───── Given text

You could just do:

lein new fw1 myapp
cd myapp
lein run

assuming you have nothing running on port 8080 already - otherwise:

PORT=8123 lein run

Noir also has a simple Leiningen template (although Noir is deprecated now):

lein new noir noirapp
cd noirapp
lein run

(same caveat applies regarding ports)

On Fri, Jan 11, 2013 at 2:56 PM, Eric MacAdie <emaca...@gmail.com> wrote:
> Thanks for the info. I will look this over, and perhaps finally build my
> world-changing Clojure app. Or maybe just "Hello World."
>
> - Eric MacAdie
>
>
> On Fri, Jan 11, 2013 at 3:58 PM, Marko Topolnik <marko.topol...@gmail.com>
> wrote:
>>
>> There's a pretty good page at heroku. There's also this classic page:
>> aging, but still very relevant.
>>
>>
>> On Friday, January 11, 2013 10:33:15 PM UTC+1, Eric MacAdie wrote:
>>>
>>> Is there a page that gives "Clojure web recipes"? It would be great for
>>> beginners if you could have one place that says "To make a web app, you need
>>> X, Y and Z, and here are libraries that fulfil each of these needs."
>>>
>>> - Eric MacAdie
>>>
>>> On Fri, Jan 11, 2013 at 12:25 PM, Sean Corfield <seanco...@gmail.com>
>>> wrote:
>>>>
>>>> I think there's a philosophical bent in the Clojure community toward
>>>> small, composable libraries, rather than monolithic pre-built
>>>> combinations - across all domains. This has come up in discussions
>>>> before, mostly around the "full-stack web framework" issue, and the
>>>> consensus each time seems to be we're better served by doing a
>>>> mix'n'match from the available libraries.

──────────
───── Given entries

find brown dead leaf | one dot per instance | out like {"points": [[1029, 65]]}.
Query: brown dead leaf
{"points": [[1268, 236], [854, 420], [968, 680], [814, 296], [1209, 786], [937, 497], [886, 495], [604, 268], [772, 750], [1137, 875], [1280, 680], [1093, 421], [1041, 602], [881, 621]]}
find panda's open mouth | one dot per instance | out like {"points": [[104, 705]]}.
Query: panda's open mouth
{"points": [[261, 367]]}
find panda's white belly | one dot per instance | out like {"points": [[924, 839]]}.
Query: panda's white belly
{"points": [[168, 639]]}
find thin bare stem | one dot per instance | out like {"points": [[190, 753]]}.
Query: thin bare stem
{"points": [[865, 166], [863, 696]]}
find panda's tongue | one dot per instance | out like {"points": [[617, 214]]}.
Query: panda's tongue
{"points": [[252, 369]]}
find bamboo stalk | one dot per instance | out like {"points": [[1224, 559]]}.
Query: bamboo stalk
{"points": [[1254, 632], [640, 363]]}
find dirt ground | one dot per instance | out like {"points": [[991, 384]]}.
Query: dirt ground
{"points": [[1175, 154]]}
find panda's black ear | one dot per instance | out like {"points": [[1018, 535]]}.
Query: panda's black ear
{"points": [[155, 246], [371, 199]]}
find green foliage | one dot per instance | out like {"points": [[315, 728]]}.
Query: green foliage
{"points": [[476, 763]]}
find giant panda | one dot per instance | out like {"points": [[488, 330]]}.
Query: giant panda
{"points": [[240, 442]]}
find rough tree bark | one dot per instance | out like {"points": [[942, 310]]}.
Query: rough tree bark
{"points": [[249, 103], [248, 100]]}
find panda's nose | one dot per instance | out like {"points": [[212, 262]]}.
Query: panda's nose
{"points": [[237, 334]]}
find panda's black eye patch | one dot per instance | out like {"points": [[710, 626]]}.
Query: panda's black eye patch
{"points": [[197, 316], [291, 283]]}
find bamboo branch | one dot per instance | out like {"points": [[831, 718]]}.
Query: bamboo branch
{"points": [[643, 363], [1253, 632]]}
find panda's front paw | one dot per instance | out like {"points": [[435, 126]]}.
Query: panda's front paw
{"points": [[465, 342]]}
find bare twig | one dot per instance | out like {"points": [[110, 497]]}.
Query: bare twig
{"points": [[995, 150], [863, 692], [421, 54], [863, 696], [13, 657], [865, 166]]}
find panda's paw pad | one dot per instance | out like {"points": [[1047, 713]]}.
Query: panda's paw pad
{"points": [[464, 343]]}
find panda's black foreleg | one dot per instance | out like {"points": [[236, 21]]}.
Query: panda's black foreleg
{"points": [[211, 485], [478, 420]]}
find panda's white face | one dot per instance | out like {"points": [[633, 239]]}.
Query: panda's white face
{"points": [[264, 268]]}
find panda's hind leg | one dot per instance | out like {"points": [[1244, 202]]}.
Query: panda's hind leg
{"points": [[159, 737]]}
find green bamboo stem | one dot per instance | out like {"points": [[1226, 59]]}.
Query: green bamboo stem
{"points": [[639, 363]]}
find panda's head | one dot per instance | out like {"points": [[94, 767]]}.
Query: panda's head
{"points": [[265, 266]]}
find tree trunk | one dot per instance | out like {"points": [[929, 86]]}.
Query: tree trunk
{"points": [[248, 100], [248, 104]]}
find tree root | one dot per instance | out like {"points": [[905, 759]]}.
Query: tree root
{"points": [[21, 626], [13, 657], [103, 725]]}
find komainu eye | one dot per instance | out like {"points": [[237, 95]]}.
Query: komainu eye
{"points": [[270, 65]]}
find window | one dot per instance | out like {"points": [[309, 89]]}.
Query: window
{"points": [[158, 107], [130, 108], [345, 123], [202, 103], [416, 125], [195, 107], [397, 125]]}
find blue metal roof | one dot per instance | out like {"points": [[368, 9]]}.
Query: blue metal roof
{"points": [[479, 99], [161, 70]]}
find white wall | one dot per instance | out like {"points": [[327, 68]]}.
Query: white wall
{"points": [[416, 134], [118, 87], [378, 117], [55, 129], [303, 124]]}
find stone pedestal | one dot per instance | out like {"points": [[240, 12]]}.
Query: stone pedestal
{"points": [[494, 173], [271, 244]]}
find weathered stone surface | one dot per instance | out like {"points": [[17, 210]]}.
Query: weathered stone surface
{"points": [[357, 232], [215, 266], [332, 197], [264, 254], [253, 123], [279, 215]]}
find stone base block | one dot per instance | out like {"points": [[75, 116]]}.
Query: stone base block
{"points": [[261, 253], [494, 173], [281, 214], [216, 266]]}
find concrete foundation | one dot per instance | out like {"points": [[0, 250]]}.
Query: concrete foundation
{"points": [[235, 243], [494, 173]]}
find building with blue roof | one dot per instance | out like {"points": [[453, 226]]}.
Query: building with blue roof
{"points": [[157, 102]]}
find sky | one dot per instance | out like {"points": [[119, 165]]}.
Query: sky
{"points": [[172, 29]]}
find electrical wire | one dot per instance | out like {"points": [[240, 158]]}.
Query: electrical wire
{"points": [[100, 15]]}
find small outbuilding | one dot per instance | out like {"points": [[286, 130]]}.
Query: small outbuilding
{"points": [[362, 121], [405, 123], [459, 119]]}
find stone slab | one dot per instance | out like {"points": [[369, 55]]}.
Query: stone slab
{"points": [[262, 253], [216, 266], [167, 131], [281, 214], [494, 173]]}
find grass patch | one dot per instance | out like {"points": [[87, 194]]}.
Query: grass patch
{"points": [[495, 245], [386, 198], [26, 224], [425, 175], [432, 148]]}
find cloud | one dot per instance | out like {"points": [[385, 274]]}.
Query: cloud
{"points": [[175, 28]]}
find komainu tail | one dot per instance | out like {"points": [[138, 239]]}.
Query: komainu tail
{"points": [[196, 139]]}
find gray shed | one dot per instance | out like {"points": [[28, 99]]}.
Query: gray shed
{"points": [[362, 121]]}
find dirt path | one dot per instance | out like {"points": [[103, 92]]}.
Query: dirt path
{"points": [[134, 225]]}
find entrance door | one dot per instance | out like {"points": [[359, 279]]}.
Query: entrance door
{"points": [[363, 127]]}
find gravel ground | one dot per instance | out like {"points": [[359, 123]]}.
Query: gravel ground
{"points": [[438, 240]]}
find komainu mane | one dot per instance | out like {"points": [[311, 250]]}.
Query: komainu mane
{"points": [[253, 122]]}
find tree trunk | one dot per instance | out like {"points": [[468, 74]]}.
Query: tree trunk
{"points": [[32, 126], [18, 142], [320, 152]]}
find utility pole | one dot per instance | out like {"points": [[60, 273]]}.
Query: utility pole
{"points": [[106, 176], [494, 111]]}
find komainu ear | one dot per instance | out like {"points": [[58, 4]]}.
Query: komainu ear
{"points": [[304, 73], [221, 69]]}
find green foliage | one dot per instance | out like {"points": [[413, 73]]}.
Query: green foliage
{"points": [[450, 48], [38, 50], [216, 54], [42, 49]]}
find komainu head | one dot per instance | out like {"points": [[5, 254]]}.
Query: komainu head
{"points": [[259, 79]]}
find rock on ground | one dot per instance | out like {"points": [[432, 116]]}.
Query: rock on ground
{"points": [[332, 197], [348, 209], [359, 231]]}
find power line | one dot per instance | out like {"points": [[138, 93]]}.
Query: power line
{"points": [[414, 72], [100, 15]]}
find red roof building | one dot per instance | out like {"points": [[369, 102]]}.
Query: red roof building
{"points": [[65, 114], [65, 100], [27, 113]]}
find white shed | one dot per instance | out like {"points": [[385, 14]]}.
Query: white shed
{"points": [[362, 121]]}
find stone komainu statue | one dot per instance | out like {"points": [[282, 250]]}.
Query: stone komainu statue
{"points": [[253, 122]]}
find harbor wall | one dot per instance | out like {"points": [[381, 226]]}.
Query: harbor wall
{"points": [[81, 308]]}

──────────

→ Set problem 1
In the Clojure web app thread above, which web framework is described as deprecated?
→ Set problem 2
Please pick up the Clojure web app thread above where it stops and continue it.

→ Expected answer 1
Noir.

→ Expected answer 2
>>>>
>>>> Scala is aimed much more squarely at the enterprise world of Java,
>>>> which in turn is much more inclined toward the full-stack approach.
>>>>
>>>> FWIW, I ported my mature, popular, convention-based MVC framework FW/1
>>>> from CFML to Clojure and even tho' it's nowhere near full-stack, in
>>>> the Clojure world it's already far beyond the norm of small,
>>>> composable libraries, as it "bundles" Ring and Enlive and has its own
>>>> route processing. In the CFML world, FW/1 was a reaction to the large,
>>>> full-stack frameworks inspired by Spring, Rails etc, and those CFML
>>>> frameworks have routing, security, DI/AOP, ORM, environment control,
>>>> logging, test generation and all sorts of things built in... hundreds
>>>> of files, tens of thousands of lines of code, massive documentation
>>>> and so on. Even FW/1 (for CFML) has routing, some DI and environment
>>>> control all built in! FW/1 for Clojure has no DI nor environment
>>>> control (although that probably will get added at some point). I'm
>>>> somewhat allergic to ORM, favoring thin, simple data mappers instead
>>>> :)
>>>>
>>>> Sean
>>>>
>>>> On Fri, Jan 11, 2013 at 10:08 AM, Paul Umbers <paul....@gmail.com>
>>>> wrote:
>>>> > My oopsie. You're right, it is 1.2.0. I was looking at the current
>>>> > head of
>>>> > master, which I guess is 1.2.0-SNAPSHOT.
>>>> >
>>>> > As long as all projects stick to semantic versioning (a lot do), that
>>>> > problem is not so great.
>>>> >
>>>> > The other problem though is that of which libraries to choose for a
>>>> > particular function. I understand the choice is pretty wide, and
>>>> > that's a
>>>> > good thing to some extent, but it means anyone new to Clojure has to
>>>> > evaluate and choose almost every library they could use - which takes
>>>> > time &
>>>> > effort. If I want to build a web app/service with Java I know I can
>>>> > just go
>>>> > to Spring and it will have pretty much everything I need - tested &
>>>> > compatible. The choice almost becomes a no-brainer. I don't have that
>>>> > same
>>>> > ease of use with Clojure - if someone asked me to build a web app or
>>>> > service
>>>> > now (commercially, so I'm on the Client's clock) I would have to
>>>> > factor in a
>>>> > significant amount of time to choose, test & evaluate frameworks.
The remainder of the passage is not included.